AIM OF THE TASK: Pictures aside, write out the data exactly as it reads.

Start of MATERIAL PROVIDED

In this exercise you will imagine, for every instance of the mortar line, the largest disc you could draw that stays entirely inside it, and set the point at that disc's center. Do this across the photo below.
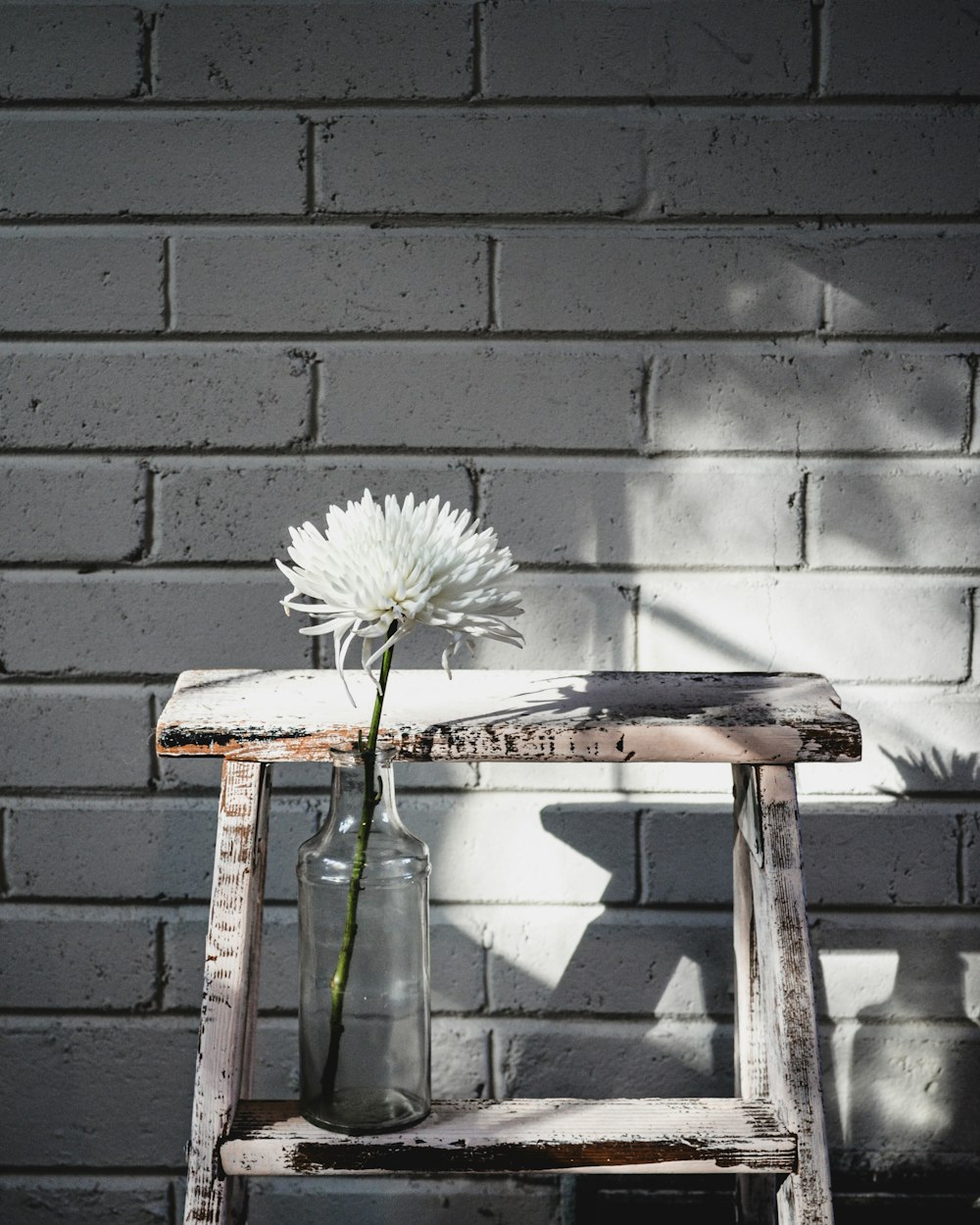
(491, 1076)
(647, 382)
(475, 488)
(818, 49)
(315, 415)
(4, 854)
(493, 285)
(803, 518)
(973, 402)
(147, 54)
(160, 969)
(823, 317)
(313, 177)
(479, 69)
(168, 285)
(799, 102)
(156, 775)
(150, 515)
(961, 858)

End of MATERIAL PROVIDED

RESULT OF THE TASK:
In this exercise you will imagine, for every instance of the mortar line, the largest disc you could draw that stays entirely inside it, and set the point at that disc's center. Do this across the photo below.
(491, 1076)
(647, 382)
(475, 488)
(818, 49)
(315, 415)
(4, 854)
(493, 285)
(803, 518)
(973, 402)
(147, 54)
(160, 969)
(823, 317)
(313, 177)
(479, 69)
(168, 285)
(799, 102)
(156, 775)
(150, 515)
(961, 858)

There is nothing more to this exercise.